EXERCISE AIM: Which lines in the records below hold the word "wearing"? Copy each of them.

Source data
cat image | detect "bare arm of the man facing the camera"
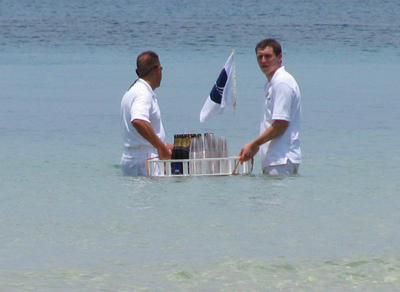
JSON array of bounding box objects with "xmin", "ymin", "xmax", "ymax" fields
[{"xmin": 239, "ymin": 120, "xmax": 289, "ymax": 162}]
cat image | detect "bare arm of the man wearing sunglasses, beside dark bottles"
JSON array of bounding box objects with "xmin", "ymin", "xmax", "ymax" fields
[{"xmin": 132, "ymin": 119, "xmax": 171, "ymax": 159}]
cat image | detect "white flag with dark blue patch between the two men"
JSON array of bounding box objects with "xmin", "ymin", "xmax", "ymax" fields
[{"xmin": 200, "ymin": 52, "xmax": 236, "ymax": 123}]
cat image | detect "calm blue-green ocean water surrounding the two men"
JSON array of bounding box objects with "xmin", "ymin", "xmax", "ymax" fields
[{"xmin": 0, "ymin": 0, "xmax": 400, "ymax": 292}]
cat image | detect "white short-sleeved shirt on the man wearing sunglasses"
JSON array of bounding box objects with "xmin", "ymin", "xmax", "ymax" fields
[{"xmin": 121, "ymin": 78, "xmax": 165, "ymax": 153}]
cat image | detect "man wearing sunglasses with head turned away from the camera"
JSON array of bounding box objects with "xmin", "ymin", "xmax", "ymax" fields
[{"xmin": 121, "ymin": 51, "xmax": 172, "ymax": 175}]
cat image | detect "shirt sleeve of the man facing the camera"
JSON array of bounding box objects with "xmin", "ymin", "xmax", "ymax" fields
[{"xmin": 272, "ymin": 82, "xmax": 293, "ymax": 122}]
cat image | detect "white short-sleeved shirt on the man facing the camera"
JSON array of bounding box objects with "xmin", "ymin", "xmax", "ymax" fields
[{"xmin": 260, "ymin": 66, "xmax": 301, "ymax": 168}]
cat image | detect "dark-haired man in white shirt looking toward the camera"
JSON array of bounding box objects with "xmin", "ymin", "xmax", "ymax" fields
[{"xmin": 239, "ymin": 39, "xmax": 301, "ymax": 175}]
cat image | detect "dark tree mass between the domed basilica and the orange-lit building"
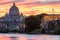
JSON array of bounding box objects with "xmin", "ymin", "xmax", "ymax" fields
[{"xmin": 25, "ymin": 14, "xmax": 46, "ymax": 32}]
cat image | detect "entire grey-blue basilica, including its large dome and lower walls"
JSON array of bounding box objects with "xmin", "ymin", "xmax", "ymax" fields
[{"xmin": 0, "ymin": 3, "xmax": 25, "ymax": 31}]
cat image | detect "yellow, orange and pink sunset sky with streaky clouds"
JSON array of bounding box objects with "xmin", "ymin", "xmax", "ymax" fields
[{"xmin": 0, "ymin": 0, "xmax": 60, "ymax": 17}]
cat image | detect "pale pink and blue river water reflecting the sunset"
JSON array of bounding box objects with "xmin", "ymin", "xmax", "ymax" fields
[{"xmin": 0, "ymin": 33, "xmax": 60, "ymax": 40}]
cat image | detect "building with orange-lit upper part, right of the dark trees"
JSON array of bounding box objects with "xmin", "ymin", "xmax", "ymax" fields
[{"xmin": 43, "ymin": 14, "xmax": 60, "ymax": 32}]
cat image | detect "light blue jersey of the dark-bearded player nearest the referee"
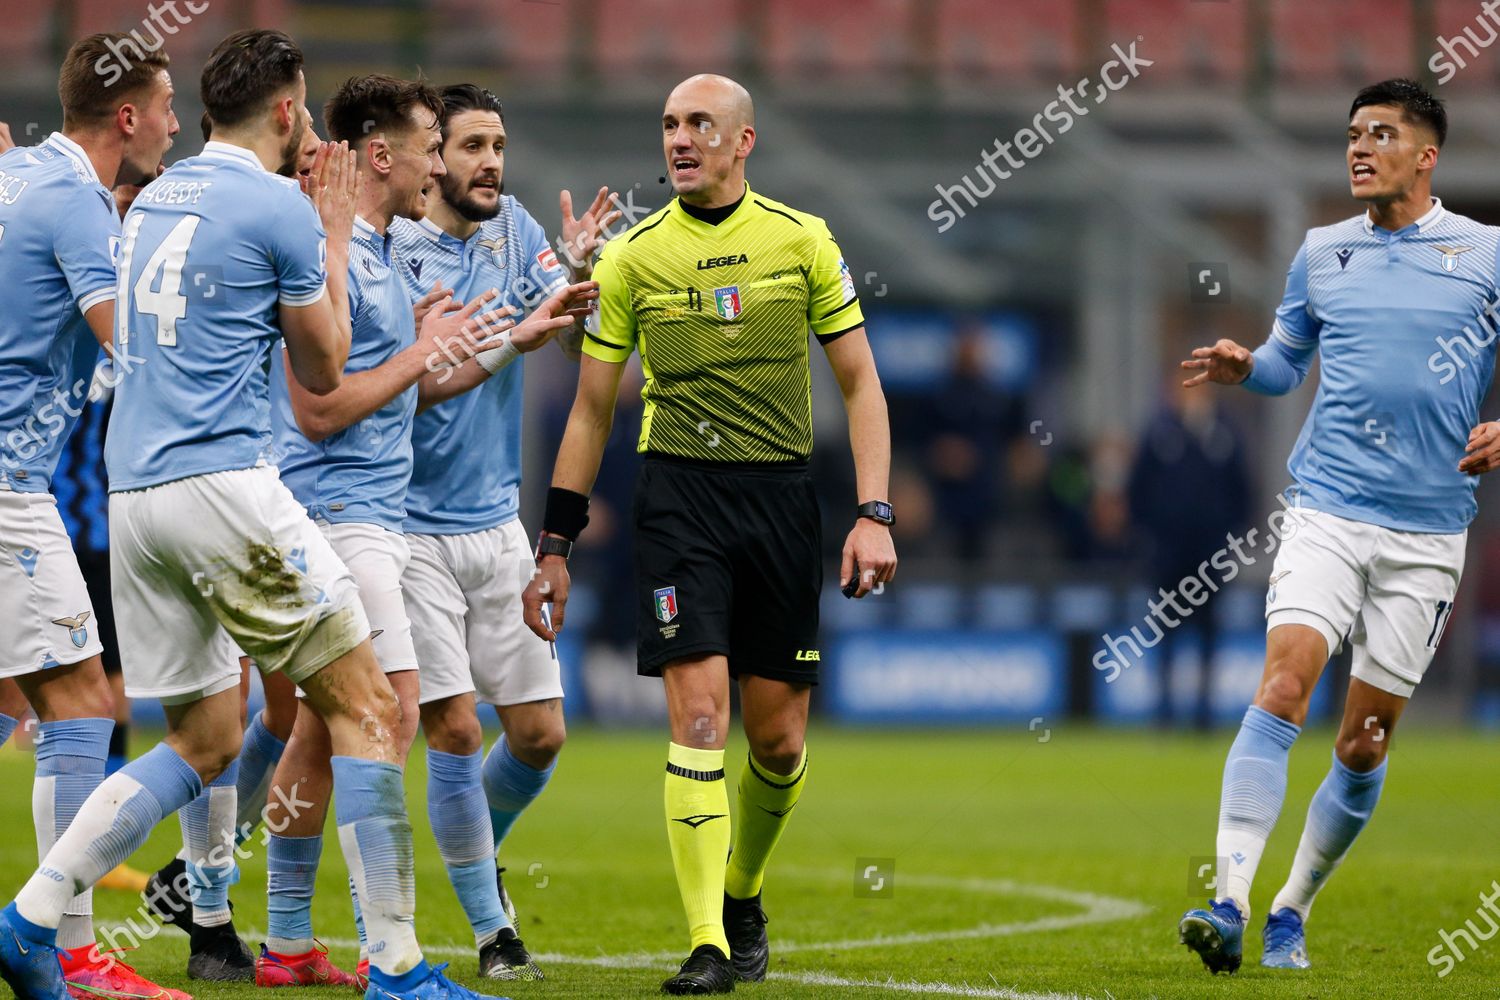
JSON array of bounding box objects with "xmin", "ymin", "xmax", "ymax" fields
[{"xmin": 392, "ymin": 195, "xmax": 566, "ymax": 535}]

RESPONSE BELOW:
cat image | detect "bare arm of the man wearing sunglasses, beside dark bottles"
cat image | detect "white short-sleeved shirt on the man wearing sunglasses"
cat image | detect "man wearing sunglasses with head turned away from the camera"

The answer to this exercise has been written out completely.